SOURCE DATA:

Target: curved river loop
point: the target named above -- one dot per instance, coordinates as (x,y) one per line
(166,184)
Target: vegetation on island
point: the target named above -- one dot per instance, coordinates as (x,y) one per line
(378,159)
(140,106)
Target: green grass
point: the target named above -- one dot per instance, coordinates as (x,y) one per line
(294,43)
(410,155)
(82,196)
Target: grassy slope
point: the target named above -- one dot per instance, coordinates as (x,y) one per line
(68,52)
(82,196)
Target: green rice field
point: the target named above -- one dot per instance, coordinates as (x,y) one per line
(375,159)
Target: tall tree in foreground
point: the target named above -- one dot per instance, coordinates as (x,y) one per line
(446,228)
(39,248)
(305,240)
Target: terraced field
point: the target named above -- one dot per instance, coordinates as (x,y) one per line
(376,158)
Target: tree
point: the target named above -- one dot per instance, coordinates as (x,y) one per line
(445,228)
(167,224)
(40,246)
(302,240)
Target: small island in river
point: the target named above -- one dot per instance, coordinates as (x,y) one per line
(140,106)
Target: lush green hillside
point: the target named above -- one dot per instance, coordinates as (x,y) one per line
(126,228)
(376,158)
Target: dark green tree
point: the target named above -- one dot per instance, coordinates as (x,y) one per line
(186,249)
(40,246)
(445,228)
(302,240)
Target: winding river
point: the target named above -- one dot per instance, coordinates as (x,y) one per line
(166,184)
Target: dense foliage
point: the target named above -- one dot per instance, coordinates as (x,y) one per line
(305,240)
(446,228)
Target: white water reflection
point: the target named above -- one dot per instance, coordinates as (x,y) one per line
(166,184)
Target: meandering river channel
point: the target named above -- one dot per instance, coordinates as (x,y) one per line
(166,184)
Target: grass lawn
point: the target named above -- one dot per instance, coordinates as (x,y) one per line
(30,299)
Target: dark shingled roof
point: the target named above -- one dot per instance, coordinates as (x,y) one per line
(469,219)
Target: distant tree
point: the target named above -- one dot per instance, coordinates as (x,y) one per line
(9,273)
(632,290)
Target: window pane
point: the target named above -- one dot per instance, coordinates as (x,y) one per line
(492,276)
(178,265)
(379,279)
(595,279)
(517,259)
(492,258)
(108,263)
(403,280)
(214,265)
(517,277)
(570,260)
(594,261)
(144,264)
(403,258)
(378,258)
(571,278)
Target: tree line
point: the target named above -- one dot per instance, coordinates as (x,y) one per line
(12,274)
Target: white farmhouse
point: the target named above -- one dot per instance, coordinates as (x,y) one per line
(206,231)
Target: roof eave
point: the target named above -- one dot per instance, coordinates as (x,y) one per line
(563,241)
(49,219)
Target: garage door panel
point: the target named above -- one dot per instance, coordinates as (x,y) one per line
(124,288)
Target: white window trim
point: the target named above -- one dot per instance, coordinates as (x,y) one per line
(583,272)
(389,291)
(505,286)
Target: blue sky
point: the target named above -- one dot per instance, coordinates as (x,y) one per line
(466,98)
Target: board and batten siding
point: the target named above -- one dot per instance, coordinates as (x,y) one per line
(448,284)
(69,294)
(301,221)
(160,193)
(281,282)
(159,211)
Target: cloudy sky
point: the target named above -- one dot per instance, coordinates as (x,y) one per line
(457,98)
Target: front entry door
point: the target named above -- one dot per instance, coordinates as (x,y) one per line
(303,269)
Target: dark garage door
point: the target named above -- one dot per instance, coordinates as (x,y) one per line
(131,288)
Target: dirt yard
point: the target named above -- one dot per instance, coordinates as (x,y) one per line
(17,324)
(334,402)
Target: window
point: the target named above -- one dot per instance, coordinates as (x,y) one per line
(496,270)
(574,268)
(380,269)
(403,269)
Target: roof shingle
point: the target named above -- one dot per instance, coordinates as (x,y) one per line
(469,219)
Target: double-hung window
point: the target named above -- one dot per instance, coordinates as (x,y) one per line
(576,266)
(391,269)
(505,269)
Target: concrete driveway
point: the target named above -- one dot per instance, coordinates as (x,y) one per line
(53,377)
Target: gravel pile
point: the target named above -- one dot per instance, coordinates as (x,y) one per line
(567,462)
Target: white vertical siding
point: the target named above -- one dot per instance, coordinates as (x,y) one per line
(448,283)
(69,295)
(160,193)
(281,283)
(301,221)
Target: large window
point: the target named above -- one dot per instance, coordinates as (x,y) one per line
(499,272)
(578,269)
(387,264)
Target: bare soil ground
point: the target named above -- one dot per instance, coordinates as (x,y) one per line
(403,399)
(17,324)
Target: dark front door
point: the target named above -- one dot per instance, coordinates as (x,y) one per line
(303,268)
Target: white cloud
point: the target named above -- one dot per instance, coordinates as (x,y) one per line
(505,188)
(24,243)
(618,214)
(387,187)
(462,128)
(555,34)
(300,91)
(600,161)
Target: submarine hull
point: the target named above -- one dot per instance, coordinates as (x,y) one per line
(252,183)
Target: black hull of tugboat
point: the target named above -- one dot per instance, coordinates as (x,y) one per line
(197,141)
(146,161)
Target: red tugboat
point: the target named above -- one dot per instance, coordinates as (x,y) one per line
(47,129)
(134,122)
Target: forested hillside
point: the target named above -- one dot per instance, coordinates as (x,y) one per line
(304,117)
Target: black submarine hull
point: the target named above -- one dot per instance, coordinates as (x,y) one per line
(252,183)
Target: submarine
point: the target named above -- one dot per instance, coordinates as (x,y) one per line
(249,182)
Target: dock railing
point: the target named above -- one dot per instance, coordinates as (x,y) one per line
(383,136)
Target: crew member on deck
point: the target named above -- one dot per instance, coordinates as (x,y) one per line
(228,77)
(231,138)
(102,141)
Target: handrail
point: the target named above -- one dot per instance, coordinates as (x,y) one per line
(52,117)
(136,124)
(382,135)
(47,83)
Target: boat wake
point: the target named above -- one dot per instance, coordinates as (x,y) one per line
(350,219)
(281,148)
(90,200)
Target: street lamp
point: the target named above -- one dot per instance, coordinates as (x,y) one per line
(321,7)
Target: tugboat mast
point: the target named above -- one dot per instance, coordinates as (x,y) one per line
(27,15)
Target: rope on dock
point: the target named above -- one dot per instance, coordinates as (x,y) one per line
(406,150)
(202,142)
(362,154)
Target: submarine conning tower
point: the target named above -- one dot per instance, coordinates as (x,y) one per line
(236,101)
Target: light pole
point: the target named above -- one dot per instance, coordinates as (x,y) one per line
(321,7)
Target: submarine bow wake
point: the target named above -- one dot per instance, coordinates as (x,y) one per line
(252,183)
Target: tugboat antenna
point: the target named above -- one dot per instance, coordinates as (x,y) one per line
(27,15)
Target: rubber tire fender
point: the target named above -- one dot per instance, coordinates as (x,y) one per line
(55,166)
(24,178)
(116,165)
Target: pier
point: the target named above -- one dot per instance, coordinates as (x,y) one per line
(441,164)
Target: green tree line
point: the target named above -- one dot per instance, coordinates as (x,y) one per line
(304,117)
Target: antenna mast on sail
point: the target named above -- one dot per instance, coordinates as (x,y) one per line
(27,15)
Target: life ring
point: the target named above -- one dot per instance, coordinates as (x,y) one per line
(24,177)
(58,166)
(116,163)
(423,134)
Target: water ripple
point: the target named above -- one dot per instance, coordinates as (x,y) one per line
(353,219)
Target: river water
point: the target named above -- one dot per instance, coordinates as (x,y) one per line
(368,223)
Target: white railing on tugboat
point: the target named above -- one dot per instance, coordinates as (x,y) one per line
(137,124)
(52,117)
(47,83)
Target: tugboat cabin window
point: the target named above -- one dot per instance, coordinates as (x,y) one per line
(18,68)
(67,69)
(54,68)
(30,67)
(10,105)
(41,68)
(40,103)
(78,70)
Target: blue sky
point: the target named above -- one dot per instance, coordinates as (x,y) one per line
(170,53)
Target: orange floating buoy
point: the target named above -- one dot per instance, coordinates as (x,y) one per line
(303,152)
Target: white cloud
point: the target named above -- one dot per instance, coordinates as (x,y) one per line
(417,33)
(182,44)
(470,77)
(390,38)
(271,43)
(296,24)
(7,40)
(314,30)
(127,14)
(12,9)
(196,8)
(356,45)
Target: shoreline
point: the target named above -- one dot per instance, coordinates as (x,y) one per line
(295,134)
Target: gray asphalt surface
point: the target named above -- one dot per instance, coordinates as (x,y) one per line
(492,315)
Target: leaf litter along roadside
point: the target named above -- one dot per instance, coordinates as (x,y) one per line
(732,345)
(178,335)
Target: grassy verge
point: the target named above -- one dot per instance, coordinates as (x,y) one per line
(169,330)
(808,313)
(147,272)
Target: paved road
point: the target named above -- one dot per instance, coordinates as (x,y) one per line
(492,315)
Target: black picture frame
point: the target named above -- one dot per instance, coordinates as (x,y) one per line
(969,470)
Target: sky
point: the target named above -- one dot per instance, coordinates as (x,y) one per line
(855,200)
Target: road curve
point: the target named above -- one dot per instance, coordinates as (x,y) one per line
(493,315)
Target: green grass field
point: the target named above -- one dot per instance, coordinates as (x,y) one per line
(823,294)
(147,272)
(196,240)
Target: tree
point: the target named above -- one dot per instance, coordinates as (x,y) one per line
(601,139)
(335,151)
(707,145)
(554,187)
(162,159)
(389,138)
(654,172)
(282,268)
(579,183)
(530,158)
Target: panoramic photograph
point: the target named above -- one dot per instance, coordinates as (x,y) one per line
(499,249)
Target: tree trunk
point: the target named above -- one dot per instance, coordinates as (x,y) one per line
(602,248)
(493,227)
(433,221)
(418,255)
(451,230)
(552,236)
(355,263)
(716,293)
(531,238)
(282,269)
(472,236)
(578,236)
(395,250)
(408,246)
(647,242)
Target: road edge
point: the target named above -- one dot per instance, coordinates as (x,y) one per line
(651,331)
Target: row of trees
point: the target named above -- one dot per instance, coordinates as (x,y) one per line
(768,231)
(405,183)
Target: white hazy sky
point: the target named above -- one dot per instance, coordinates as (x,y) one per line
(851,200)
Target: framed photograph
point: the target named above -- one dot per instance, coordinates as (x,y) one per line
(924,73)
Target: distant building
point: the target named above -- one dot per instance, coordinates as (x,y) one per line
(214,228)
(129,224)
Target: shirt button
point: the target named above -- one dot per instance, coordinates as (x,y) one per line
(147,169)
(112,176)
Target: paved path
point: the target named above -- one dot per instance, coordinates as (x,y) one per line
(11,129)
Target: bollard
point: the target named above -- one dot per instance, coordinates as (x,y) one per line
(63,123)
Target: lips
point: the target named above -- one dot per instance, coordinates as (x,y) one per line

WHAT YOU HAVE TO DO: Your task is to set down again, exactly, every line from the beginning of the listing through the line with "Target: dense foliage".

ANSWER FOR THIS EXERCISE:
Target: curved river loop
point: the target named above -- one dot per instance, coordinates as (x,y) one per line
(166,184)
Target: vegetation on island
point: the target named above -- one dot per instance, coordinates as (x,y) one per line
(378,159)
(140,106)
Target: green grass
point: the target named above -- one dot per instance, coordinates as (x,y) one per line
(294,43)
(410,155)
(82,196)
Target: grassy slope
point: the target named above -- one dot per instance, coordinates as (x,y) one per line
(68,52)
(82,196)
Target: green rice field
point: the target named above -- one dot per instance, coordinates as (x,y) one per line
(375,159)
Target: tall tree in foreground
point: the target named above -- one dot per instance, coordinates as (x,y) one per line
(446,228)
(39,248)
(305,240)
Target: terraced field
point: the target named above -- one dot per instance, coordinates as (x,y) one per line
(376,158)
Target: tree
point: the target named above -- one dot per instance, coordinates as (x,y) one per line
(445,228)
(167,224)
(40,246)
(302,240)
Target: small island in river
point: the target named above -- one dot per instance, coordinates as (x,y) one per line
(140,106)
Target: lush green hillside
point: the target named above -- one dot per instance, coordinates as (x,y) one per line
(126,228)
(376,158)
Target: dark green tree
point: the target named above -- one dot per instance, coordinates as (x,y) one per line
(186,249)
(40,246)
(445,228)
(302,240)
Target: winding river
point: the target named above -- one dot per instance, coordinates as (x,y) one per line
(166,184)
Target: dense foliage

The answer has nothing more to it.